[[ Data to use, beginning ]]

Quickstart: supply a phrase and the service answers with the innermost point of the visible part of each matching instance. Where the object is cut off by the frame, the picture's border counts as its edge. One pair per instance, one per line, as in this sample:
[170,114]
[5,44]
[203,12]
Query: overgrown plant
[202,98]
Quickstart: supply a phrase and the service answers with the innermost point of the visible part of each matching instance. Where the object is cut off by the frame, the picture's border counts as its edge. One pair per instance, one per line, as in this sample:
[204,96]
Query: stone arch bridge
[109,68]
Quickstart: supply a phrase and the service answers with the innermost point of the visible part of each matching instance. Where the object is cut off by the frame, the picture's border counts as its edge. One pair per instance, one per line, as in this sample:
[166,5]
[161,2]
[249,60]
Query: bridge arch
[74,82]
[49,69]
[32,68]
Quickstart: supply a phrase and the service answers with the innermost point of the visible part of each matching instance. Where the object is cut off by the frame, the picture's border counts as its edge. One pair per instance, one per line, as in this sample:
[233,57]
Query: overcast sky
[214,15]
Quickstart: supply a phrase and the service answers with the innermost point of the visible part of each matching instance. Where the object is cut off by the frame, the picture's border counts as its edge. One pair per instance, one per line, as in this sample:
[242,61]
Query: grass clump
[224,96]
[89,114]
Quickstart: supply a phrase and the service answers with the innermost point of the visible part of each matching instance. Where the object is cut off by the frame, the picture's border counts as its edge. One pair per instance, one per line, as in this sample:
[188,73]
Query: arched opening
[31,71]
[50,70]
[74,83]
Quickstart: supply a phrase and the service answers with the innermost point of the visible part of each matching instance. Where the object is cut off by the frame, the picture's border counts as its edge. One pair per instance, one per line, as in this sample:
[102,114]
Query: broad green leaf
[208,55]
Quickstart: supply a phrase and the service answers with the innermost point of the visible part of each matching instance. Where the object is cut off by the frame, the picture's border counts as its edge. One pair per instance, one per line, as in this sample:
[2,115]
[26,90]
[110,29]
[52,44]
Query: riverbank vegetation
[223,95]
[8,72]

[[ Data to use, end ]]

◆ **Exercise aim**
Please copy the line that holds "Query: arched opening" and each line under it through the last line above, exactly as they stand, adding nothing.

◆ **Task answer**
Query: arched opening
[31,71]
[50,70]
[74,83]
Quickstart: supply a phrase and the service answers with the innermost point of the visible part of each matching instance. Where the object is cut off by the frame, the picture's border counts as its edge. One pair per instance, one per line, as in this sample:
[102,114]
Query: broad green leaf
[208,55]
Quickstart: supply a phrase and the service answers with the innermost point of the visible part of each matching instance. Where the object is cut off by the frame, the picture's border counts as its edge. One pair per instance, one per line, as in this sample:
[2,115]
[26,90]
[110,29]
[52,44]
Query: riverbank vegetation
[223,95]
[8,72]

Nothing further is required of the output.